Natural language region descriptions:
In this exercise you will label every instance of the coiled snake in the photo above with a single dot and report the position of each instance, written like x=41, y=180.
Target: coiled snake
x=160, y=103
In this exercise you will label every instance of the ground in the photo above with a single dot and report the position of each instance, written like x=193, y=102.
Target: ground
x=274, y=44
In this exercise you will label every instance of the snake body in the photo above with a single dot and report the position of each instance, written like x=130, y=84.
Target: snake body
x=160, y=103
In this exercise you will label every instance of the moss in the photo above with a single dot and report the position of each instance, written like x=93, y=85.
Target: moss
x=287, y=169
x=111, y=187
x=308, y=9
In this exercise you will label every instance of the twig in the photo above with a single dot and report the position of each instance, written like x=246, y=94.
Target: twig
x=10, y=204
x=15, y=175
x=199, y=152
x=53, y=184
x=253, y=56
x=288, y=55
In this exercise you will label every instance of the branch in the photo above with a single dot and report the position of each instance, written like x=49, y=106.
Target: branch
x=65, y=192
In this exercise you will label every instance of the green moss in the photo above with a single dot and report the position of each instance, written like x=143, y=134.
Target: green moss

* [Problem requirements]: Repeat every entry exactly, please.

* [Response]:
In this exercise you will label every instance of the coiled snake in the photo above with a single dot and report the position of each instance, written like x=41, y=180.
Target: coiled snake
x=160, y=103
In this exercise you will label every instance of the ground in the photo above with a single dot and report the position of each instance, written like x=193, y=102.
Target: ground
x=274, y=44
In this exercise you will label every instance of the snake body in the photo above with a single dot and report the position of each instance, written like x=130, y=84.
Target: snake body
x=160, y=103
In this exercise you will label every instance of the moss in the photo above with a single dot and report the position of each instance, written like x=93, y=85.
Target: moss
x=287, y=169
x=111, y=187
x=308, y=9
In this exercise you will label every instance of the twig in the photo above with a single dot and report the position of each instance, written like x=246, y=94.
Target: twig
x=10, y=204
x=15, y=175
x=199, y=152
x=53, y=184
x=253, y=56
x=288, y=55
In this exercise you will label every instance of the branch in the photo above with a single dot and report the position of each instance, written like x=49, y=106.
Target: branch
x=65, y=192
In this exercise you will label every instance of the green moss in the photo above with a single dot and report the position of each instance, written like x=143, y=134.
Target: green moss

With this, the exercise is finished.